Task to complete:
Every word in the data below belongs in your copy, exactly as given; the pictures do not.

Data under study:
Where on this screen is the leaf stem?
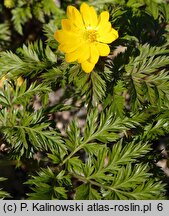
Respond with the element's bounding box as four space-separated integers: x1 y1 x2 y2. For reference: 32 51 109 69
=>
72 173 147 199
71 172 128 194
60 144 84 166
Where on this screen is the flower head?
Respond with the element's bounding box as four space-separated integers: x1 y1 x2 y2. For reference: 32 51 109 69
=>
54 3 118 73
0 76 24 88
4 0 15 8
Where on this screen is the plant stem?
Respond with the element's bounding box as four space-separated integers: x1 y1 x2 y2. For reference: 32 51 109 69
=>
60 143 84 166
71 172 140 199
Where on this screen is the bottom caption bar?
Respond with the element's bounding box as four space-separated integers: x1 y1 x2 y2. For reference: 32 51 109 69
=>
0 200 168 216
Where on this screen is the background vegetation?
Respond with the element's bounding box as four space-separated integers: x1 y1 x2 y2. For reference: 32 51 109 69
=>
0 0 169 200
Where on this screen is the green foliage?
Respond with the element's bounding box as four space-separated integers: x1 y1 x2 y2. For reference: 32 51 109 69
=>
69 67 107 107
27 106 166 199
108 0 169 45
124 43 169 109
10 0 64 35
12 5 32 35
0 81 64 158
26 168 71 200
103 81 126 117
0 0 169 200
0 41 58 78
0 177 10 199
0 23 10 50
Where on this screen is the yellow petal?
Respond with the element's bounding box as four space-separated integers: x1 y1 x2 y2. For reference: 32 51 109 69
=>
65 51 79 63
112 28 119 39
98 28 119 43
80 3 98 27
61 19 72 31
89 44 99 63
65 43 87 62
81 60 95 73
97 11 109 27
58 43 80 53
61 19 82 33
67 5 85 29
98 21 112 34
89 6 98 26
54 30 80 45
96 43 110 56
77 44 90 63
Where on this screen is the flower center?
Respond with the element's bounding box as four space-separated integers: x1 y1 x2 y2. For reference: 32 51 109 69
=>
84 28 98 43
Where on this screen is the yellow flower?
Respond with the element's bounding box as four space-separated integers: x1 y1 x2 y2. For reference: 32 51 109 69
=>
0 76 24 88
54 2 118 73
16 76 24 86
0 76 7 88
4 0 15 8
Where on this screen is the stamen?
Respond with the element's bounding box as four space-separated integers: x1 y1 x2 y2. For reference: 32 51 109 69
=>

Solved problem:
Where on this screen is the leaf stem?
Respond with the element's bounding box as four space-separated integers: x1 y1 x2 y2. For reference: 32 51 109 69
=>
72 173 147 199
71 172 128 194
60 144 84 166
Where on this screen is the flower head?
Respond with the element's bounding box as four space-separated integers: x1 y1 x2 y2. For reference: 32 51 109 69
=>
54 3 118 73
0 76 24 88
4 0 15 8
Where on this screen is the plant stem?
Respond with the element's bounding box as four space-separated integers: x1 y1 x2 y2. For reference: 32 51 109 69
=>
60 143 84 166
71 172 140 199
Where on this screen is the bottom caption bar?
Respond with the element's bounding box as four space-separated integers: x1 y1 x2 y2. For reference: 32 51 109 69
=>
0 200 168 216
Where on this screen is the background vegetation?
Respond with the element's bounding box as four space-separated integers: x1 y1 x2 y2. For reference: 32 51 109 69
=>
0 0 169 200
Where on this screen is the green foliage?
Respond with the element's bounding box as four space-separated integers: x1 y1 x2 y2. For reference: 32 51 109 69
=>
69 67 107 107
27 106 166 199
108 0 169 45
124 43 169 109
10 0 64 35
12 5 32 35
0 81 64 158
26 168 71 200
103 81 126 117
0 0 169 200
0 41 58 78
0 177 10 199
0 23 10 50
Where on this screen is the yellow petal?
Respond with the element's bounding box as four space-separated integers: x1 y1 x2 y2. For reference: 32 51 109 69
=>
65 51 79 63
112 28 119 39
98 28 119 43
80 3 98 27
61 19 72 31
89 44 99 63
65 43 87 62
81 60 95 73
97 11 109 27
58 43 80 53
61 19 82 33
67 5 85 29
98 21 112 34
89 6 98 26
54 30 80 45
96 43 110 56
77 44 90 63
Where on this screen is the flower center?
Respond with the element's bounding box as four space-separated integers: x1 y1 x2 y2. For reference: 32 51 109 69
=>
84 28 98 43
Where on this screen is the yellow flower?
Respond with the element's bounding box as four space-separated integers: x1 y1 x2 y2. For reference: 32 51 109 69
=>
0 76 24 88
54 2 118 73
16 76 24 86
0 76 7 88
4 0 15 8
Where on this screen is the stamen?
Respond with the element's bounding box as four space-separated integers: x1 y1 x2 y2. For reference: 32 51 109 69
=>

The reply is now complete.